● **What you need to do**
1 > In the page on Spark application examples, reproduce the passage starting with "Examples for Python, Scala, and" and going on through "ReadWriteExampleKMeans and ReadExample).", changing "JSON files" to "CSV files".
2 > According to the page on Spark application examples, which method sets the application name explicitly?
3 > Proceed with the page on Spark application examples from the point where it stops.

● **Page**
Examples of Spark applications
Db2® Warehouse provides examples of application code that illustrate how to develop Apache Spark applications.
Load the examples into your home directory as described in Loading the sample Spark application code.
Examples for Python, Scala, and R
Each of the following examples is available in a Python version, a Scala version, and an R version:
- ReadWriteExampleKMeansJson and ReadExampleJson
- These examples read data from and write data to JSON files, not Db2 Warehouse tables. A common way to develop applications is to start by creating code like this. Then, after that code has been tested using the JSON files, you can modify it so that it uses database tables instead (as in ReadWriteExampleKMeans and ReadExample).
- ReadWriteExampleKMeans and ReadExample
- These examples are based on ReadWriteExampleKMeansJson and ReadExampleJson, but have been
modified in the following ways so that they use Db2 Warehouse
tables instead of JSON files:
- Change #1
- The master was removed, because the application is assigned to your cluster automatically when it is submitted. If you prefer to set the application name explicitly, use the setAppName method.
- Change #2
- The data source was replaced so that the application reads data from a Db2 Warehouse table instead of from a JSON file.
- Change #3 (applies to ReadWriteExampleKMeans only)

● **Source data**

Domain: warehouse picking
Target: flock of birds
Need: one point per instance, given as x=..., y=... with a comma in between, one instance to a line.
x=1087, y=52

● **Written answers**
1 >
Examples for Python, Scala, and R
Each of the following examples is available in a Python version, a Scala version, and an R version:
- ReadWriteExampleKMeansJson and ReadExampleJson
- These examples read data from and write data to CSV files, not Db2 Warehouse tables. A common way to develop applications is to start by creating code like this. Then, after that code has been tested using the CSV files, you can modify it so that it uses database tables instead (as in ReadWriteExampleKMeans and ReadExample).

2 > The setAppName method.

3 >
- The data source was replaced so that the application writes data to a Db2 Warehouse table instead of to a JSON file.
- ExceptionExample
- This example shows how an application can throw an exception so that the corresponding error is
recorded in the file
$HOME/spark/log/submission_id/submission.info. - SqlPredicateExample
- This example shows how an application can push an SQL predicate down into the database. This improves performance, because only a subset of the data needs to be fetched.
Examples for R only
The following examples are available only in an R version:
- idaxTApply.R
- This example shows how to write an R function that applies a user-defined function to each subset (group of rows) of a distributed data frame (ida.data.frame).
- idaxTApplyExample.R
- This example shows how to connect to the database, read tables, open a SparkR session, and call the idaxTApply function.
Note: Both examples contain performance hints regarding the configuration of sparkR and idax data
source.